▶ [GIVEN DATA]
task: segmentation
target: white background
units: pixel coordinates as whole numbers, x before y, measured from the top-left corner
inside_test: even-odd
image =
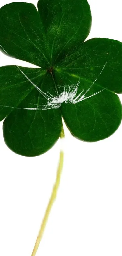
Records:
[[[26,2],[37,5],[35,0]],[[1,0],[0,7],[11,2]],[[88,38],[122,42],[121,1],[88,2],[93,19]],[[10,64],[33,66],[0,52],[0,66]],[[5,144],[2,123],[0,254],[31,256],[55,180],[60,141],[41,156],[22,157]],[[122,124],[114,135],[95,143],[76,139],[65,126],[64,131],[60,186],[37,256],[121,256]]]

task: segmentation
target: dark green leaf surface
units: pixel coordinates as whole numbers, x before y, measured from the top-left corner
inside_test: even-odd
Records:
[[[28,156],[54,145],[61,115],[74,136],[89,142],[111,135],[122,119],[114,93],[122,92],[122,43],[101,38],[83,42],[91,22],[86,0],[39,0],[38,8],[17,2],[0,9],[2,50],[42,68],[21,67],[22,72],[15,66],[0,68],[0,120],[7,116],[5,140],[14,152]],[[66,93],[79,82],[72,101],[66,103],[61,90]],[[48,100],[36,86],[53,99],[60,97],[58,108],[47,109]],[[85,96],[78,103],[81,92]]]
[[[23,72],[37,84],[45,70],[41,69],[20,67]],[[16,66],[0,67],[0,120],[16,107],[34,88],[34,86]]]
[[[78,80],[64,72],[56,72],[55,76],[57,81],[65,85],[74,85]],[[92,85],[87,80],[79,80],[76,96],[83,89],[85,92]],[[86,96],[90,96],[103,89],[99,85],[94,84]],[[106,89],[76,104],[64,102],[61,104],[61,111],[72,135],[87,141],[97,141],[110,136],[117,129],[122,119],[122,106],[119,97]]]
[[[90,6],[86,0],[39,0],[38,6],[53,64],[88,35],[91,23]]]
[[[47,92],[50,83],[50,91],[54,92],[53,81],[47,74],[40,85]],[[4,139],[11,149],[23,156],[35,156],[51,148],[58,139],[61,127],[60,109],[30,110],[20,108],[37,107],[44,99],[34,88],[5,120],[3,131]]]
[[[50,65],[44,28],[31,4],[12,3],[0,9],[0,45],[12,57],[42,67]]]
[[[94,38],[70,51],[56,66],[82,81],[93,82],[105,64],[97,83],[117,93],[122,92],[122,44],[116,40]]]

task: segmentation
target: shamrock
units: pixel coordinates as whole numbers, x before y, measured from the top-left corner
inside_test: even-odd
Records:
[[[0,9],[0,49],[36,68],[0,67],[0,121],[7,145],[27,156],[43,154],[64,136],[62,118],[72,134],[95,142],[111,135],[122,119],[116,93],[122,92],[122,44],[94,38],[84,41],[91,16],[87,0],[17,2]],[[62,168],[32,256],[35,256]]]
[[[0,68],[0,119],[8,146],[33,156],[59,138],[61,117],[72,134],[95,142],[122,118],[122,44],[84,42],[91,17],[86,0],[12,3],[0,9],[1,50],[40,68]]]

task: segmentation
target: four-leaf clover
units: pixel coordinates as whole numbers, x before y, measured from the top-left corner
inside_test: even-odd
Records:
[[[1,50],[40,68],[0,68],[0,119],[13,151],[34,156],[59,138],[62,117],[71,134],[95,142],[122,119],[122,44],[94,38],[86,0],[17,2],[0,9]]]

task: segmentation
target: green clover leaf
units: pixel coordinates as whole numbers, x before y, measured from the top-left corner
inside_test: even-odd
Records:
[[[91,17],[86,0],[15,2],[0,9],[4,53],[41,67],[0,68],[0,119],[5,140],[22,155],[42,154],[61,132],[61,116],[72,135],[92,142],[117,129],[122,106],[122,44],[84,42]]]

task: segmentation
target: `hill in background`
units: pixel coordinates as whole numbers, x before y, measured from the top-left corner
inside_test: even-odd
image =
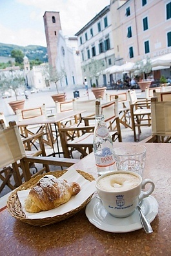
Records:
[[[28,45],[22,47],[0,43],[0,56],[10,56],[12,50],[20,50],[29,60],[39,59],[42,62],[48,62],[47,48],[39,45]]]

▶ [TASK DIRECTIONS] Which lines of the records contain the string "green", with case counting? Pull out each of those lines in full.

▶ [TASK OUTPUT]
target: dark green leaf surface
target: green clover leaf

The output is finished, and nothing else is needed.